> **Your instructions**
Copy the listing below word for word, leaving out the pictures.

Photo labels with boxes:
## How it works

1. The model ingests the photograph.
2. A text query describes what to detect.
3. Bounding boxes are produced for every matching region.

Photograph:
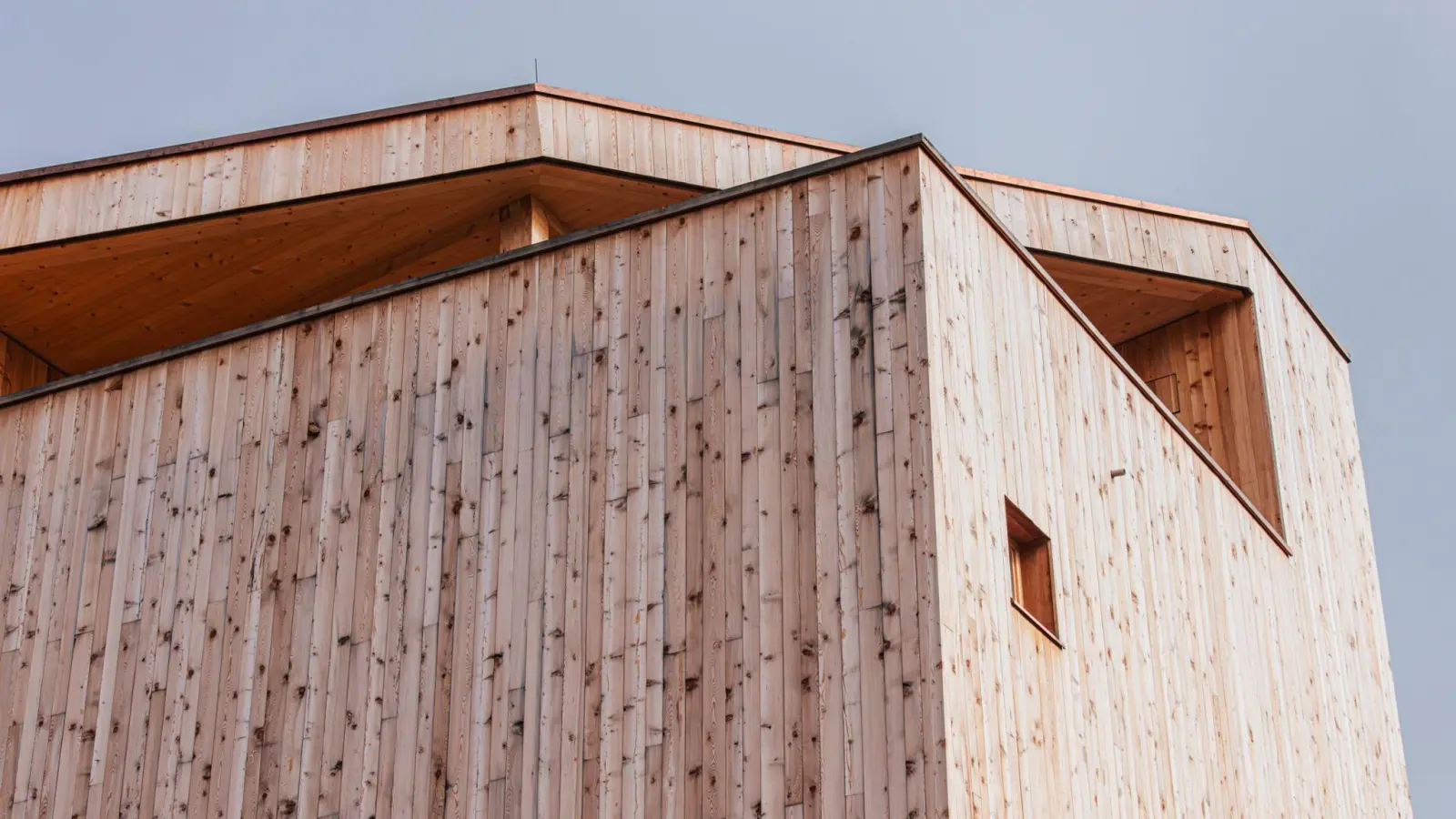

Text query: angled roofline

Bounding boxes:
[0,134,1293,555]
[0,83,1351,363]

> **Exercise result**
## How it works

1. The model ingests the photograph.
2. A text query describes what to detect.
3. Bounding boxes are produced for every matching region.

Photograph:

Text query: angled roofline

Bounding boxes:
[0,134,1293,555]
[0,83,1351,363]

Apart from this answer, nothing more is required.